┌─ EXCERPT

U.S. Defense Secretary Chuck Hagel is concerned about climate change and the melting Arctic, an unexpected worry for the man who controls the most lethal arsenal of weapons in the world.
The senior Obama administration official was speaking in Halifax on Friday, using his keynote address to the Halifax International Security Forum to deliver a strong message about climate change, and to launch his department's eight-point Arctic strategy, which includes ensuring security of the region, protecting its environment and working together in the area with other nations.
Climate change, Mr. Hagel said, does not directly cause conflict "but it can significantly add to the challenges of global instability, hunger, poverty and conflict." He added that food and water shortages, pandemic disease, disputes over refugees and resources and more severe natural disasters "all place additional burdens on economies, society and institutions around the world."
The Arctic is "the first new frontier of nautical exploration since the days of Ericson, Columbus and Magellan," said the Nebraska Republican, serving in a Democratic administration. "Throughout human history, mankind has raced to discover the next frontier. And time after time, discovery was swiftly followed by conflict. We cannot erase this history, but we can assure that history does not repeat itself in the Arctic."
Mr. Hagel's officials say he chose this venue to unveil the policy because Canada is the chair of the circumpolar, eight-nation Arctic Council, and he feels strongly about climate change and environmental impact.
Three senior Harper ministers – Defence Minister Rob Nicholson, Foreign Affairs Minister John Baird and Justice Minister Peter MacKay – sat in the audience. The Harper government has been widely criticized for its record on climate change, but is very much interested in the Arctic region, having first outlined its strategy in the 2005-06 federal campaign.

└─
┌─ SOURCE DATA

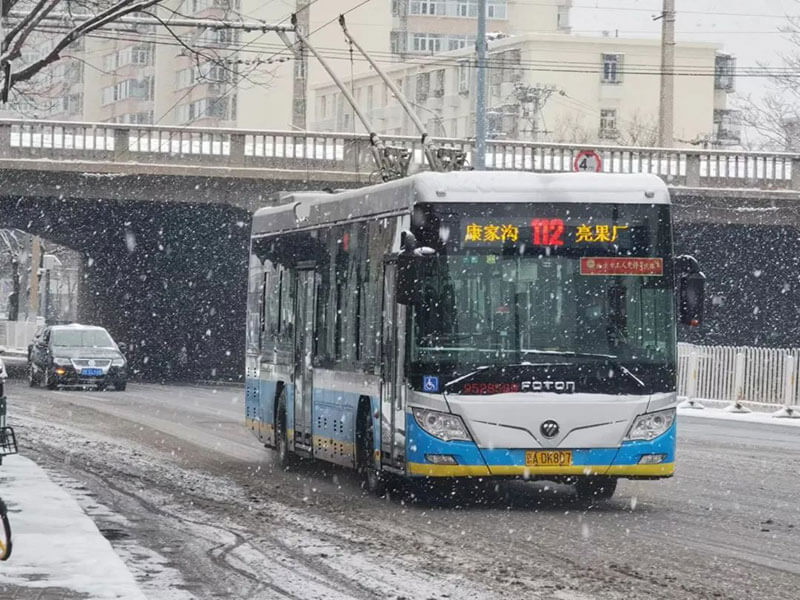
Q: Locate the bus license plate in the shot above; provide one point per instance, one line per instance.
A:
(548, 458)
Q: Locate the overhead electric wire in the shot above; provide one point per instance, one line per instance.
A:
(538, 65)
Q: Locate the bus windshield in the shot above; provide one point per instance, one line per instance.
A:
(492, 304)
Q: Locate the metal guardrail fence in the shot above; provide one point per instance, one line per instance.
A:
(349, 154)
(765, 376)
(16, 335)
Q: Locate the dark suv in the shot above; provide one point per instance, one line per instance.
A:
(76, 355)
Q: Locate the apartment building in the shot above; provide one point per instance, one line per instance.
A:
(231, 78)
(548, 87)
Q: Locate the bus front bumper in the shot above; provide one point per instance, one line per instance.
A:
(633, 459)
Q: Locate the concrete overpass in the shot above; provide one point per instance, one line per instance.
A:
(161, 216)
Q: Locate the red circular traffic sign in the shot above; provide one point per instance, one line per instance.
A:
(588, 161)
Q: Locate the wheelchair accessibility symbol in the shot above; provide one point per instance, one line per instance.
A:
(430, 383)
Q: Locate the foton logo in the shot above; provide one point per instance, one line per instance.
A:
(559, 387)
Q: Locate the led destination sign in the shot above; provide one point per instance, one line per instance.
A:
(542, 232)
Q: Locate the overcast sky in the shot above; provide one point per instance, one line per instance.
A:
(747, 29)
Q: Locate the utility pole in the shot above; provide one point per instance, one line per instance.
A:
(300, 91)
(535, 96)
(5, 67)
(667, 96)
(480, 102)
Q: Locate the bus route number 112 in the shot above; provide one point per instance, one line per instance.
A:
(548, 232)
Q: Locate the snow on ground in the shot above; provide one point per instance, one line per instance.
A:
(752, 417)
(56, 545)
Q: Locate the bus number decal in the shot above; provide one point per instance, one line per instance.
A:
(548, 232)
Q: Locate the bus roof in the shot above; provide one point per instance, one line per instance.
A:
(307, 209)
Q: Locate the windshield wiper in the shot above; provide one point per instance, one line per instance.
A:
(609, 357)
(569, 353)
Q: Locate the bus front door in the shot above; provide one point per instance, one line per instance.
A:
(303, 349)
(392, 396)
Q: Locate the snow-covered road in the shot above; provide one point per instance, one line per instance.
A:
(193, 506)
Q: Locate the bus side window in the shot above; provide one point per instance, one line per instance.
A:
(286, 318)
(269, 307)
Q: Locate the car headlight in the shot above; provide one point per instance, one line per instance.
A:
(444, 426)
(651, 425)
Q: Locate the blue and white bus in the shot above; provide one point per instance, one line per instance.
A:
(471, 324)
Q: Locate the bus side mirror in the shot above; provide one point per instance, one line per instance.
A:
(408, 268)
(406, 279)
(691, 291)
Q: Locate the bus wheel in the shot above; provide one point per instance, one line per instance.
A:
(286, 457)
(595, 488)
(373, 480)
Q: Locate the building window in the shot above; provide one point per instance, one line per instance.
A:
(724, 70)
(457, 42)
(612, 68)
(300, 68)
(464, 70)
(398, 42)
(496, 9)
(72, 104)
(399, 8)
(137, 89)
(437, 83)
(426, 7)
(563, 21)
(608, 123)
(427, 42)
(467, 8)
(423, 86)
(727, 127)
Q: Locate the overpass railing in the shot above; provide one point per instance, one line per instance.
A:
(760, 376)
(349, 155)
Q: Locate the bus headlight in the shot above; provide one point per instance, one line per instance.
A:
(651, 425)
(444, 426)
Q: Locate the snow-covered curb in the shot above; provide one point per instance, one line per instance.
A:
(55, 544)
(753, 417)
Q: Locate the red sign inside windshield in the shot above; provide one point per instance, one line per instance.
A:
(622, 266)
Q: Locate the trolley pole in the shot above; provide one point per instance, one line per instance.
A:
(480, 102)
(667, 96)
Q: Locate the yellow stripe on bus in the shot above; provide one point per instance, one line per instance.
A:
(663, 470)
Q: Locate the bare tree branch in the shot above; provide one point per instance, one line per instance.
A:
(40, 12)
(32, 18)
(109, 15)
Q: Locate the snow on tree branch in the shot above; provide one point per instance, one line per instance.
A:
(14, 42)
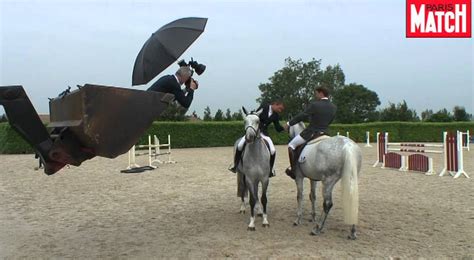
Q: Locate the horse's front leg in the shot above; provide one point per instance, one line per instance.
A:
(264, 203)
(327, 205)
(312, 198)
(299, 199)
(253, 193)
(243, 203)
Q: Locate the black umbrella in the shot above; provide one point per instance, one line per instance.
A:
(165, 46)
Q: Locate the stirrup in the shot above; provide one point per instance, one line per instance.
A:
(272, 173)
(290, 173)
(232, 168)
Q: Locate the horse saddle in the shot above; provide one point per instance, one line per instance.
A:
(314, 140)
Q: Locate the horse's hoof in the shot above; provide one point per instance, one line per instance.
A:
(352, 236)
(316, 231)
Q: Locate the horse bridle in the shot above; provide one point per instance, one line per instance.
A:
(257, 132)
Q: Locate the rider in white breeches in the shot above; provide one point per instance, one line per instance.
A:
(320, 114)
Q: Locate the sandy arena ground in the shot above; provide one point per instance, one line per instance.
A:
(190, 210)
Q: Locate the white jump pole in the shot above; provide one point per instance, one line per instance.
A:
(367, 137)
(465, 145)
(131, 159)
(460, 159)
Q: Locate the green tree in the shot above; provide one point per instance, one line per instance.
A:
(442, 115)
(399, 112)
(237, 116)
(356, 104)
(207, 114)
(296, 81)
(228, 115)
(460, 114)
(219, 116)
(174, 112)
(3, 118)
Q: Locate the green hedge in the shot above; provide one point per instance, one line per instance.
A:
(212, 134)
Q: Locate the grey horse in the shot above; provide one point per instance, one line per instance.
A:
(254, 168)
(328, 161)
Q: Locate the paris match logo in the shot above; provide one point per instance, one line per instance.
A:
(438, 19)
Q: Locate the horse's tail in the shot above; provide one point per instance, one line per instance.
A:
(350, 189)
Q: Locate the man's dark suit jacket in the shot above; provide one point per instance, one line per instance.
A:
(265, 121)
(169, 84)
(320, 113)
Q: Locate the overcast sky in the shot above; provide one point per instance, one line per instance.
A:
(47, 45)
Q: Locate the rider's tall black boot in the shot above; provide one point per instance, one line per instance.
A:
(272, 162)
(237, 157)
(290, 170)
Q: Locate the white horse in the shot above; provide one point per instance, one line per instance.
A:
(328, 161)
(253, 169)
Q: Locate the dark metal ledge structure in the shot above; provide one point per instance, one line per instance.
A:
(91, 121)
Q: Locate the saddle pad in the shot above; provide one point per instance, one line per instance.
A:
(319, 139)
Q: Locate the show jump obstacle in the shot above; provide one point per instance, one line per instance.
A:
(451, 148)
(153, 150)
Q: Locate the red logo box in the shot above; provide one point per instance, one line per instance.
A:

└─

> [REQUIRED WORK]:
1. Please write out the part of the article on Hagel's Halifax speech that opens with the words containing "Mr. Hagel's officials" and closes with "2005-06 federal campaign.".
2. Answer these questions from the article on Hagel's Halifax speech, one per line:
(a) At what event did Hagel give his keynote address?
(b) Which council does Canada chair?
(c) Which three explorers did Hagel name?

> [ANSWERS PROVIDED]:
1.
Mr. Hagel's officials say he chose this venue to unveil the policy because Canada is the chair of the circumpolar, eight-nation Arctic Council, and he feels strongly about climate change and environmental impact.
Three senior Harper ministers – Defence Minister Rob Nicholson, Foreign Affairs Minister John Baird and Justice Minister Peter MacKay – sat in the audience. The Harper government has been widely criticized for its record on climate change, but is very much interested in the Arctic region, having first outlined its strategy in the 2005-06 federal campaign.

2.
(a) The Halifax International Security Forum
(b) The circumpolar, eight-nation Arctic Council
(c) Ericson, Columbus and Magellan